(Source records)
######
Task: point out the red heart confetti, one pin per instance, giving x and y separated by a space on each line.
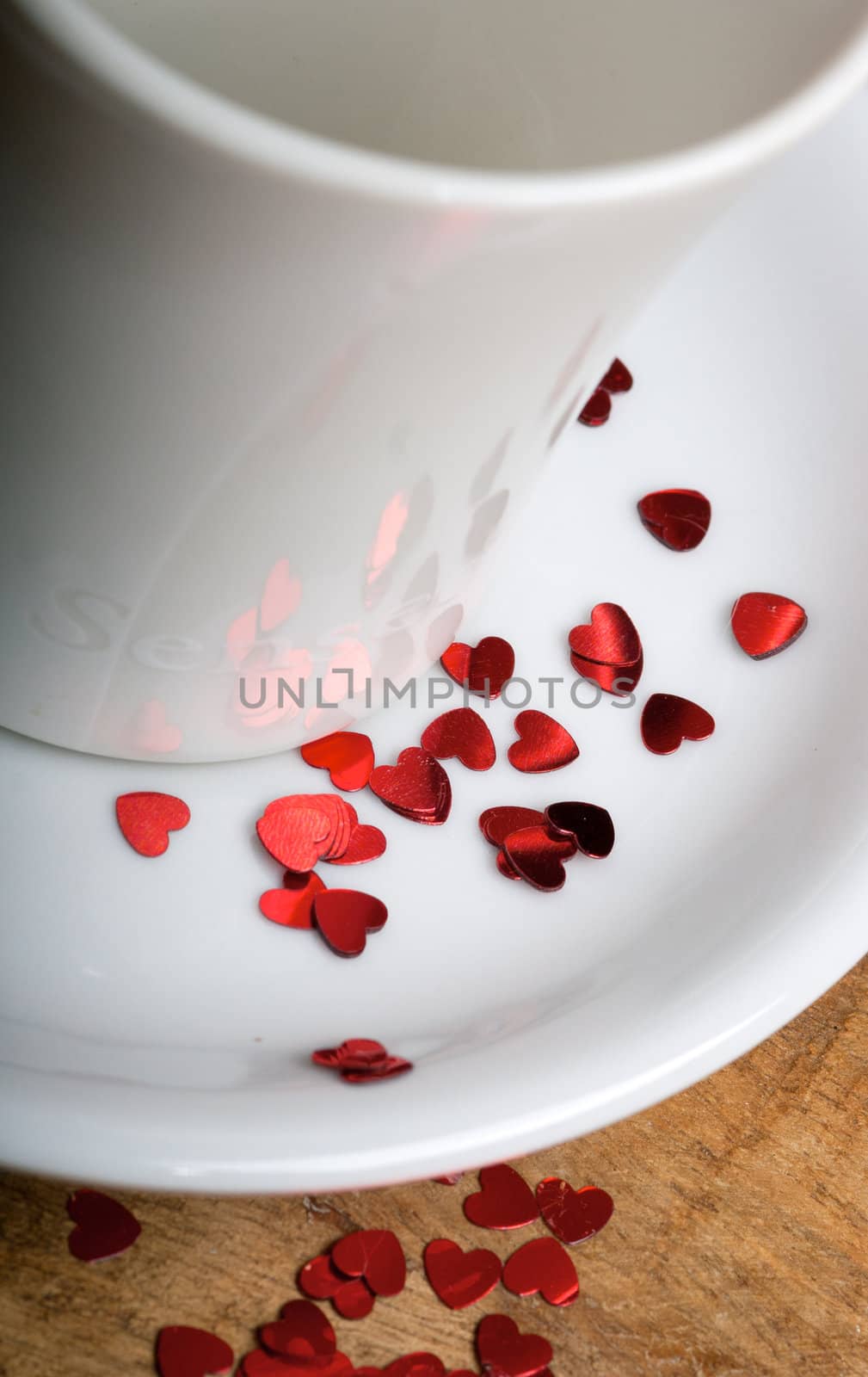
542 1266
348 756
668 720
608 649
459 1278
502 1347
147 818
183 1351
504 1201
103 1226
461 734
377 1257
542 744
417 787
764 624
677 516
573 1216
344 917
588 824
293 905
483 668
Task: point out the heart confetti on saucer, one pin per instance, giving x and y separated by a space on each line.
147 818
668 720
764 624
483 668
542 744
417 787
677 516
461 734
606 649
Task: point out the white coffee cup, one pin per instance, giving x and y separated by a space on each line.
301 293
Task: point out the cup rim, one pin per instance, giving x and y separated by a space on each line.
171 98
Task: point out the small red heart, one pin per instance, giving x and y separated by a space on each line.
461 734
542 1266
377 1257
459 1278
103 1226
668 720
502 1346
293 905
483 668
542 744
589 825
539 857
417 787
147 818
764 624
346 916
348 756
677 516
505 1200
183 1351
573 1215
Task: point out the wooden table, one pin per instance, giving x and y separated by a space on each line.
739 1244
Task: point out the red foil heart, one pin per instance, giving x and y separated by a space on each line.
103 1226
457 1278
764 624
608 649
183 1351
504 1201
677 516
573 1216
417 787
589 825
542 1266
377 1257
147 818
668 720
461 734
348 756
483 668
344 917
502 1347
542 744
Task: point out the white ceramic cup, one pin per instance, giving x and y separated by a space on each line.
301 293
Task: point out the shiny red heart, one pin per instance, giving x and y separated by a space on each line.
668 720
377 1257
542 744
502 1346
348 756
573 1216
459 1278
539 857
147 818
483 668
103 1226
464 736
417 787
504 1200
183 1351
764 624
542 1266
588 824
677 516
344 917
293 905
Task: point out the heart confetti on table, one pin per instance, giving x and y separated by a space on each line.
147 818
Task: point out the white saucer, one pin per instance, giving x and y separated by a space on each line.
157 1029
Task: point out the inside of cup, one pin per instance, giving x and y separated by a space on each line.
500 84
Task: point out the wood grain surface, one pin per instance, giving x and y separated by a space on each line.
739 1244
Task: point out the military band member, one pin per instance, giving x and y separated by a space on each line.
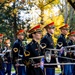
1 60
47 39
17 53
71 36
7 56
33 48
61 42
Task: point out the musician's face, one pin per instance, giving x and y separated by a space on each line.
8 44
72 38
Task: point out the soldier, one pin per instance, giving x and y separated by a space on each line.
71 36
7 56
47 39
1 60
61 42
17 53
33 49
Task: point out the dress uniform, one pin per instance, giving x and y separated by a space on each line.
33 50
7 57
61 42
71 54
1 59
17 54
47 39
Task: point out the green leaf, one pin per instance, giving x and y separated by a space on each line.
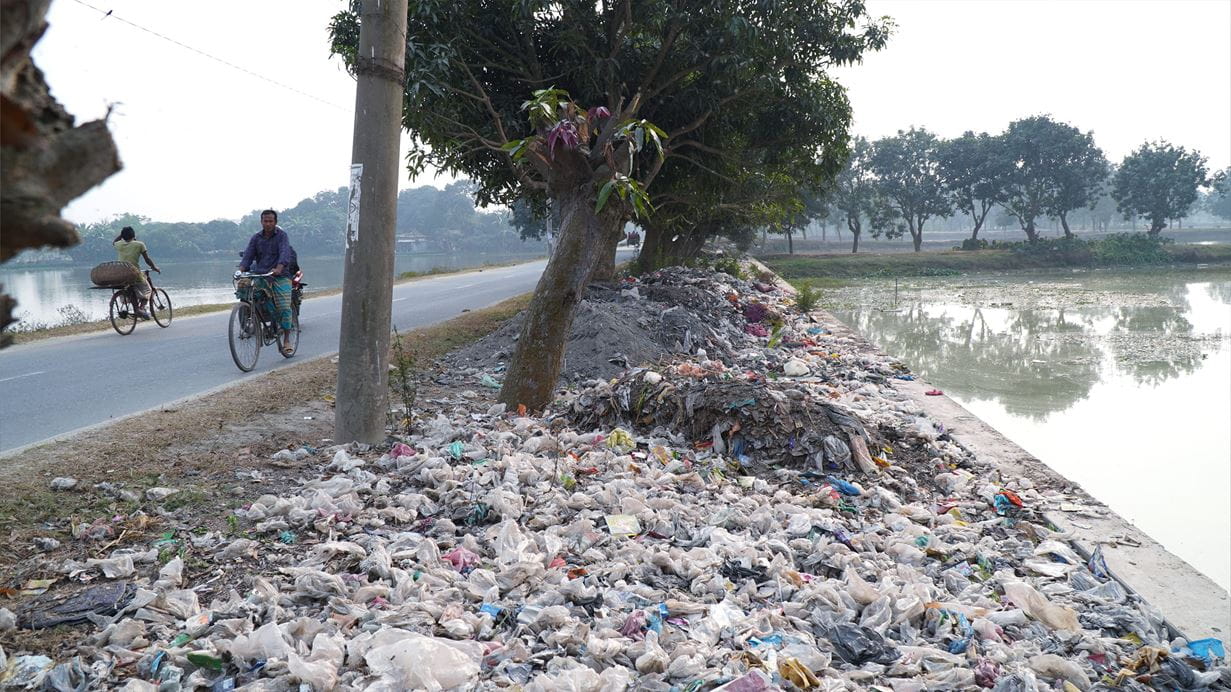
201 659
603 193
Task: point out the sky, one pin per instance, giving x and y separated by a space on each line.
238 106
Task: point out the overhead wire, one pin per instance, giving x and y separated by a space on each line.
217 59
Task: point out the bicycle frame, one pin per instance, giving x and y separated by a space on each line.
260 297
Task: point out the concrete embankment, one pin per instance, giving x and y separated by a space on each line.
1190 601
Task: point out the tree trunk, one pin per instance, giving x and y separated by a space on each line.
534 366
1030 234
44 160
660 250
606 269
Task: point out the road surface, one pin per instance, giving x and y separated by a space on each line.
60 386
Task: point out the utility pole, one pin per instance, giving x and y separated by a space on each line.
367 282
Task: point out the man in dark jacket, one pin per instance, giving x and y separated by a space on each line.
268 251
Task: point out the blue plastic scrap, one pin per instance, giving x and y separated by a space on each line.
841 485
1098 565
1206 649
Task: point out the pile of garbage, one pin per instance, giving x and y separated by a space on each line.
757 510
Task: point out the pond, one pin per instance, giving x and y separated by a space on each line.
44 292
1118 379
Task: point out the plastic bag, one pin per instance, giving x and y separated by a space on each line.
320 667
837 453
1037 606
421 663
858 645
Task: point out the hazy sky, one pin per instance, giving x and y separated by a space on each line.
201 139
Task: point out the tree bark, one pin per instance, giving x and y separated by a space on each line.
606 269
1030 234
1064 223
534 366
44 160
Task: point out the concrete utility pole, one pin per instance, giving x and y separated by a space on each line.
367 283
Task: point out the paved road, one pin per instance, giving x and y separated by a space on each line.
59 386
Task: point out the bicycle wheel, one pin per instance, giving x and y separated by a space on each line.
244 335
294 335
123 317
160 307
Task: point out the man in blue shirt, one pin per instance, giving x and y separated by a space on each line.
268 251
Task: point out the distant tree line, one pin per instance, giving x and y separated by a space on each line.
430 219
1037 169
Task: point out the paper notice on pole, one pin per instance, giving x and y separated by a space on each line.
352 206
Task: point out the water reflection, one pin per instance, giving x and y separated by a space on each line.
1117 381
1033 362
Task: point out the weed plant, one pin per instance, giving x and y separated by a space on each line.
######
▸ **Requirement**
Could every entry be restated word for word, pictures excluded?

▸ **Solution for this problem**
Task: point out the red heart confetti, one pin per instance, giving x and y separated by a space on each line.
542 1266
348 756
668 720
608 649
459 1278
502 1347
147 818
183 1351
504 1201
103 1226
461 734
377 1257
542 744
417 787
764 624
677 516
573 1216
344 917
588 824
293 905
483 668
Task: point out the heart confetti on saucer, one pin per instance, giving x and y separated by a space on each line.
147 818
668 720
764 624
483 668
542 744
417 787
677 516
461 734
606 649
Task: point out the white coffee cup, one pin per instance, giving x and y separated by a space on each line.
301 293
Task: point out the cup rim, one pin per instance, giving x and y separated by a space on each line.
171 98
Task: point out the small red heart, one pin per instance, giving x and y separated by a space on each line.
461 734
542 1266
377 1257
459 1278
103 1226
668 720
502 1346
293 905
483 668
542 744
589 825
539 857
417 787
147 818
764 624
346 916
348 756
677 516
505 1200
183 1351
573 1215
Task: point out the wooden table, one pin per instance, giving x and y separated by a space on each line.
739 1244
Task: point out the red foil heart, one pin per instance, giving x and y separated by a space on each line.
103 1226
457 1278
764 624
608 649
183 1351
504 1201
677 516
573 1216
417 787
589 825
542 1266
377 1257
147 818
668 720
461 734
348 756
483 668
344 917
502 1347
542 744
Task: point out the white ceramic cup, one pin per instance, giving x and y separated by a space on each line.
301 293
Task: point out the shiny red heart, one pin per instance, giving x and y separated by a space on each line.
668 720
377 1257
542 744
502 1346
348 756
573 1216
459 1278
539 857
147 818
483 668
103 1226
464 736
417 787
504 1200
183 1351
764 624
542 1266
588 824
677 516
344 917
293 905
Task: point out the heart confetti on table, one pin per instance, giving x and y separated by a space on each line.
147 818
Task: point out the white saucer, one pin per instance, giving x and y separated by a space on each line.
157 1029
Task: point out the inside of cup, one pin per instance, giving x and y separated by a space on each line.
500 84
Task: point out the wood grain surface, one pin per instance, giving x and y separated by a space on each line.
739 1244
Task: point out the military band member, one pin per instance, giving x and y separated by a space on each line.
1 60
47 39
17 53
71 36
7 56
33 48
61 42
Task: point out the musician's face, one pin per instance, giving x and y separated by a space on each line.
8 44
72 38
Task: point out the soldier, one pin per instance, giving x and y separated by a space on each line.
71 36
7 56
47 39
1 60
61 42
17 53
33 49
Task: point out the dress uniform, one pin per instance, giving x and y separated by a space on each line.
33 50
7 57
61 42
71 54
1 59
17 54
47 39
Task: point out the green leaf, one pin per instance, giving x and y separated by a space on each line.
201 659
603 193
Task: point out the sky, one pin per instance, giving x and y separated by a space on each line.
238 106
Task: point out the overhead wire, one pin per instance, giving x and y separated by a space on each line.
217 59
Task: point out the bicycle frame, one pin per instance, giving x and y separated by a space on each line.
260 297
Task: point out the concrete embankment, one pin per instance, giving x and y separated by a space on each line.
1190 601
Task: point out the tree trunk, one pin per instance, giving x and y separated by a space on each line.
534 366
1030 234
44 160
660 250
606 269
Task: point out the road surface, one pin per instance, giving x and y separated by a space on each line.
60 386
Task: point out the utility pole, one pin per instance, giving x and y separated by a space on each line.
367 282
Task: point out the man in dark jacket, one pin per instance, giving x and y separated by a space on each line.
268 251
Task: point out the blue plastic scrap, one pin per instance, giving x and y separated by a space on each line.
841 485
1098 565
1206 649
Task: point out the pile of garbage, one pin per instance, giving x and y separated by a space on each line.
757 510
Task: point out the pond, one pin per instance, giving x and y separated by a space on each line.
44 292
1118 379
Task: point out the plastic bag, one pin per instance, giving x and y separated by a space on each line.
320 667
837 453
1037 606
421 663
858 645
Task: point out the hazy sky, one pin per instance, giving x and y separated by a space on each line.
201 139
Task: point out the tree bark, one pin per instance, giving x and y separated by a space on each line.
606 269
1030 234
1064 223
534 366
44 160
Task: point out the concrete utility pole, one pin per instance, giving x and y separated by a space on each line.
367 283
Task: point out the paved road, one pin per instance, giving x and y separated by a space on each line.
59 386
Task: point out the bicycle wheel, one pin per instance, giving x and y separated by a space on each line.
244 335
294 335
123 317
160 307
Task: point out the man in blue shirt, one pin per instance, giving x and y separated by a space on each line.
268 251
Task: point out the distant tree line, one pin per instance, giving x and y separated by a space on each line.
430 219
1037 169
Task: point out the paper notice on pole, one pin per instance, giving x and y separated by a space on each line.
352 206
Task: point out the water reflection, one pin per instance, giving x and y separated by a space on each line.
1117 381
1033 362
Task: point out the weed plant, one pin per instance, giving x and y separated by a space on each line.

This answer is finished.